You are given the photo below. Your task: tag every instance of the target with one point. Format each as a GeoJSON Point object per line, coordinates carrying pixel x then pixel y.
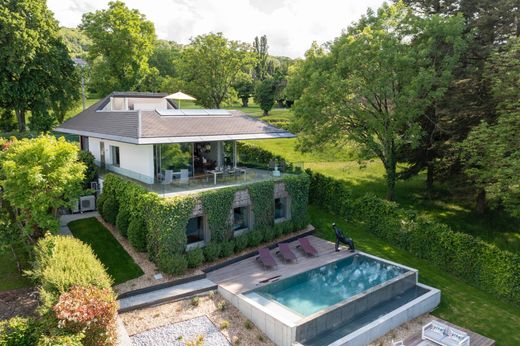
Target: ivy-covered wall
{"type": "Point", "coordinates": [158, 225]}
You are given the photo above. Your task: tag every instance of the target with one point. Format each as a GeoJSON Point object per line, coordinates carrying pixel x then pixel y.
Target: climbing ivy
{"type": "Point", "coordinates": [262, 202]}
{"type": "Point", "coordinates": [217, 205]}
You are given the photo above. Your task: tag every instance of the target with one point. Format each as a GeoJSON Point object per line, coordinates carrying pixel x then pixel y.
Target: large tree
{"type": "Point", "coordinates": [37, 176]}
{"type": "Point", "coordinates": [36, 73]}
{"type": "Point", "coordinates": [210, 66]}
{"type": "Point", "coordinates": [469, 100]}
{"type": "Point", "coordinates": [377, 81]}
{"type": "Point", "coordinates": [492, 149]}
{"type": "Point", "coordinates": [122, 43]}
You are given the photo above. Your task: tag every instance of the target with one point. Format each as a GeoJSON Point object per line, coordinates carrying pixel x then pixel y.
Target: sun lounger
{"type": "Point", "coordinates": [264, 256]}
{"type": "Point", "coordinates": [307, 247]}
{"type": "Point", "coordinates": [286, 252]}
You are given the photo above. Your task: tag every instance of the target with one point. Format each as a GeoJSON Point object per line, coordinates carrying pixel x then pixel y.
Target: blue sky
{"type": "Point", "coordinates": [290, 25]}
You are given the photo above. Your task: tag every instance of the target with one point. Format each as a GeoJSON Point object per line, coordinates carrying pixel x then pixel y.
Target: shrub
{"type": "Point", "coordinates": [211, 251]}
{"type": "Point", "coordinates": [254, 238]}
{"type": "Point", "coordinates": [18, 331]}
{"type": "Point", "coordinates": [241, 242]}
{"type": "Point", "coordinates": [88, 310]}
{"type": "Point", "coordinates": [195, 258]}
{"type": "Point", "coordinates": [110, 210]}
{"type": "Point", "coordinates": [227, 248]}
{"type": "Point", "coordinates": [62, 262]}
{"type": "Point", "coordinates": [137, 233]}
{"type": "Point", "coordinates": [122, 221]}
{"type": "Point", "coordinates": [174, 264]}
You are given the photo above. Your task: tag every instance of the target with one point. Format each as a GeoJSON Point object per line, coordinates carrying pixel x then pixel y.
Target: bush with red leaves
{"type": "Point", "coordinates": [89, 310]}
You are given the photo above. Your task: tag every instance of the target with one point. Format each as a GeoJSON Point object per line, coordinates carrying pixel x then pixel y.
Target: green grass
{"type": "Point", "coordinates": [118, 262]}
{"type": "Point", "coordinates": [461, 303]}
{"type": "Point", "coordinates": [10, 277]}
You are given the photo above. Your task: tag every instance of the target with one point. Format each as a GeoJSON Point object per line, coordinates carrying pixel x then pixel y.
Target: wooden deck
{"type": "Point", "coordinates": [475, 339]}
{"type": "Point", "coordinates": [247, 274]}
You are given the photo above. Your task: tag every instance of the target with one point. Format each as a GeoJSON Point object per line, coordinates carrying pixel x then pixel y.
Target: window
{"type": "Point", "coordinates": [195, 230]}
{"type": "Point", "coordinates": [280, 208]}
{"type": "Point", "coordinates": [115, 155]}
{"type": "Point", "coordinates": [240, 218]}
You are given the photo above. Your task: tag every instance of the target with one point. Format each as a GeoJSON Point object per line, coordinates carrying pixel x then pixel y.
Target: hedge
{"type": "Point", "coordinates": [158, 225]}
{"type": "Point", "coordinates": [62, 262]}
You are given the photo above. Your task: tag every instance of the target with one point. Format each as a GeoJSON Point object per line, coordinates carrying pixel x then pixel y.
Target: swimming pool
{"type": "Point", "coordinates": [320, 288]}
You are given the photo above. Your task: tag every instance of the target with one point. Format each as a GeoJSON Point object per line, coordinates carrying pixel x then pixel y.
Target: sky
{"type": "Point", "coordinates": [290, 25]}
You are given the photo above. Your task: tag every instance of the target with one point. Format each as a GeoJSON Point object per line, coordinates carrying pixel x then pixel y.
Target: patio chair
{"type": "Point", "coordinates": [168, 177]}
{"type": "Point", "coordinates": [306, 246]}
{"type": "Point", "coordinates": [286, 253]}
{"type": "Point", "coordinates": [184, 177]}
{"type": "Point", "coordinates": [265, 257]}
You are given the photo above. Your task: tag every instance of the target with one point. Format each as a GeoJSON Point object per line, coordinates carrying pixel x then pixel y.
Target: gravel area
{"type": "Point", "coordinates": [232, 324]}
{"type": "Point", "coordinates": [198, 330]}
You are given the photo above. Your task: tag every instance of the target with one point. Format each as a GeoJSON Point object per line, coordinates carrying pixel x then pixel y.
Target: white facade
{"type": "Point", "coordinates": [135, 161]}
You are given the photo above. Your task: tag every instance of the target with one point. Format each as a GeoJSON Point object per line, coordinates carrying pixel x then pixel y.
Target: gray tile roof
{"type": "Point", "coordinates": [147, 126]}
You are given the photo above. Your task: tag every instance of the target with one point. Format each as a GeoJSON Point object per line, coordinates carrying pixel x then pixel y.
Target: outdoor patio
{"type": "Point", "coordinates": [205, 182]}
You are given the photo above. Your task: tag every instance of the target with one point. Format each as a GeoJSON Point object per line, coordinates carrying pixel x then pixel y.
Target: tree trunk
{"type": "Point", "coordinates": [390, 179]}
{"type": "Point", "coordinates": [429, 178]}
{"type": "Point", "coordinates": [481, 202]}
{"type": "Point", "coordinates": [20, 116]}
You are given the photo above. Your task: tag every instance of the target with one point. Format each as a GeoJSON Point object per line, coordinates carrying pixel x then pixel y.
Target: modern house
{"type": "Point", "coordinates": [144, 136]}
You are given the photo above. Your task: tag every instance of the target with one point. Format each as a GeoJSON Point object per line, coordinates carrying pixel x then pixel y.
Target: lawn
{"type": "Point", "coordinates": [10, 277]}
{"type": "Point", "coordinates": [368, 177]}
{"type": "Point", "coordinates": [461, 303]}
{"type": "Point", "coordinates": [118, 262]}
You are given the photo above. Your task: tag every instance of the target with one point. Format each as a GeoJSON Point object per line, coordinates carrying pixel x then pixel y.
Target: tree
{"type": "Point", "coordinates": [491, 152]}
{"type": "Point", "coordinates": [36, 73]}
{"type": "Point", "coordinates": [211, 64]}
{"type": "Point", "coordinates": [469, 100]}
{"type": "Point", "coordinates": [265, 94]}
{"type": "Point", "coordinates": [122, 43]}
{"type": "Point", "coordinates": [38, 176]}
{"type": "Point", "coordinates": [261, 49]}
{"type": "Point", "coordinates": [376, 82]}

_ _ _ _ _ _ _

| What is needed |
Reproduce all lines above exactly. Leave the images out.

| Written response |
You are given the photo below. Your task: tag every instance of the target with one point. Format each as a GeoJSON Point object per line, coordinates carrying pixel x then pixel y.
Target: ivy-covered wall
{"type": "Point", "coordinates": [158, 225]}
You are given the photo above. Your task: tag every instance of the target with one point. Format each as a GeoJSON Point object per line, coordinates carrying pixel x then pixel y.
Target: climbing ivy
{"type": "Point", "coordinates": [262, 202]}
{"type": "Point", "coordinates": [217, 205]}
You are given the photo above. Your task: tag every instance of the target with one point. Format each as a GeoJSON Point object per line, coordinates carrying pixel x then pixel y.
Target: large tree
{"type": "Point", "coordinates": [37, 176]}
{"type": "Point", "coordinates": [36, 73]}
{"type": "Point", "coordinates": [210, 66]}
{"type": "Point", "coordinates": [469, 100]}
{"type": "Point", "coordinates": [377, 81]}
{"type": "Point", "coordinates": [492, 149]}
{"type": "Point", "coordinates": [122, 43]}
You are given the photo above. Your task: tag every instance of the target with one point. Format each as a GeoJSON Point object per line, coordinates carrying pixel x then pixel y.
Target: sun lounger
{"type": "Point", "coordinates": [264, 256]}
{"type": "Point", "coordinates": [307, 247]}
{"type": "Point", "coordinates": [286, 252]}
You are given the photo above. Your task: tag every instance of the target with one point. Format each as a GeoJSON Point object per line, coordinates carrying pixel x then pixel y.
Target: blue sky
{"type": "Point", "coordinates": [290, 25]}
You are given the photo above. Your task: tag every instance of the target with one point. Format each as a GeoJSON Point object per line, coordinates carrying pixel x then pixel y.
Target: shrub
{"type": "Point", "coordinates": [211, 251]}
{"type": "Point", "coordinates": [254, 238]}
{"type": "Point", "coordinates": [18, 331]}
{"type": "Point", "coordinates": [241, 242]}
{"type": "Point", "coordinates": [88, 310]}
{"type": "Point", "coordinates": [195, 258]}
{"type": "Point", "coordinates": [110, 210]}
{"type": "Point", "coordinates": [227, 248]}
{"type": "Point", "coordinates": [62, 262]}
{"type": "Point", "coordinates": [137, 233]}
{"type": "Point", "coordinates": [122, 221]}
{"type": "Point", "coordinates": [174, 264]}
You are given the photo above. Your task: tag every instance of the target with one point. Format each as a GeoJSON Point object per line, coordinates carrying pixel x then pixel y.
Target: bush with red leaves
{"type": "Point", "coordinates": [89, 310]}
You are given the photo above. Your task: tag every instance of the target with one point. Format each as a GeoJSON Point object per line, coordinates carrying pixel x then pixel y.
Target: green grass
{"type": "Point", "coordinates": [118, 262]}
{"type": "Point", "coordinates": [461, 303]}
{"type": "Point", "coordinates": [10, 277]}
You are given the photo above. Your task: tag every instance of the target with one point. Format each as a GeoJSON Point object per line, coordinates carrying pixel x then pixel y.
Target: wooden deck
{"type": "Point", "coordinates": [475, 339]}
{"type": "Point", "coordinates": [247, 274]}
You are given the photo above. Your task: tag every instance of the target with one point. Format each as a GeoJSON Point object per line, coordinates carrying pixel x then pixel y.
Target: window
{"type": "Point", "coordinates": [195, 230]}
{"type": "Point", "coordinates": [280, 208]}
{"type": "Point", "coordinates": [115, 155]}
{"type": "Point", "coordinates": [240, 218]}
You are given the photo above. Your task: tag every instance of the target with one point. Format each as a GeoJSON Point object per line, coordinates carrying pixel x then pixel y.
Target: hedge
{"type": "Point", "coordinates": [158, 225]}
{"type": "Point", "coordinates": [62, 262]}
You are given the photo above. Your task: tag every instance of the target with one point. Format each as a GeoJSON Point object per line, coordinates carrying pixel x then pixel y.
Target: swimming pool
{"type": "Point", "coordinates": [320, 288]}
You are given the photo above. Your task: tag every instance of the target with one point. Format each as a GeoJSON Point object per line, coordinates carrying pixel x then pixel y.
Target: sky
{"type": "Point", "coordinates": [290, 25]}
You are given the photo above. Your task: tag every instance of the target with one point. Format each as a GeoJSON Point object per line, coordinates carrying pixel x then pixel y.
Target: patio chair
{"type": "Point", "coordinates": [168, 177]}
{"type": "Point", "coordinates": [306, 246]}
{"type": "Point", "coordinates": [286, 253]}
{"type": "Point", "coordinates": [184, 177]}
{"type": "Point", "coordinates": [265, 257]}
You are given the photo above. Your task: tag every instance of the target with one point. Format each as a GeoJSON Point object per line, coordinates carrying pixel x then pixel y.
Target: gravel area
{"type": "Point", "coordinates": [232, 324]}
{"type": "Point", "coordinates": [198, 330]}
You are given the photo above. Your task: tag every instance of the target with one point. Format each as a GeoJSON Point object per line, coordinates carrying pixel x then pixel y.
Target: white facade
{"type": "Point", "coordinates": [135, 161]}
You are given the photo above. Your task: tag every instance of the target with one point. Format each as a GeoJSON Point object per line, coordinates carrying pixel x then pixel y.
Target: gray tile roof
{"type": "Point", "coordinates": [147, 126]}
You are given the photo above. Your task: tag every instance of the target with one point. Format each as a GeoJSON Point object per line, coordinates carrying pixel x then pixel y.
Target: outdoor patio
{"type": "Point", "coordinates": [205, 182]}
You are given the photo above. Your task: tag every instance of the target with one point. Format each as a GeoJSON Point object per line, coordinates carrying pixel x then pixel y.
Target: tree trunk
{"type": "Point", "coordinates": [390, 179]}
{"type": "Point", "coordinates": [429, 178]}
{"type": "Point", "coordinates": [481, 202]}
{"type": "Point", "coordinates": [20, 116]}
You are given the photo above. Your task: tag every instance of the target with one point. Format each as a GeoJSON Point object per line, coordinates carrying pixel x then pixel y.
Target: modern house
{"type": "Point", "coordinates": [144, 136]}
You are given the photo above. Your task: tag every instance of the target with one point. Format each as a GeoJSON Point object per line, coordinates carrying pixel x then pixel y.
Target: lawn
{"type": "Point", "coordinates": [10, 277]}
{"type": "Point", "coordinates": [368, 177]}
{"type": "Point", "coordinates": [461, 303]}
{"type": "Point", "coordinates": [118, 262]}
You are given the photo above. Your task: tag every instance of the target with one point. Format each as a GeoJSON Point object per line, coordinates carrying pixel x then pixel y.
Target: tree
{"type": "Point", "coordinates": [491, 152]}
{"type": "Point", "coordinates": [36, 73]}
{"type": "Point", "coordinates": [211, 64]}
{"type": "Point", "coordinates": [469, 100]}
{"type": "Point", "coordinates": [265, 94]}
{"type": "Point", "coordinates": [122, 43]}
{"type": "Point", "coordinates": [38, 176]}
{"type": "Point", "coordinates": [261, 49]}
{"type": "Point", "coordinates": [376, 82]}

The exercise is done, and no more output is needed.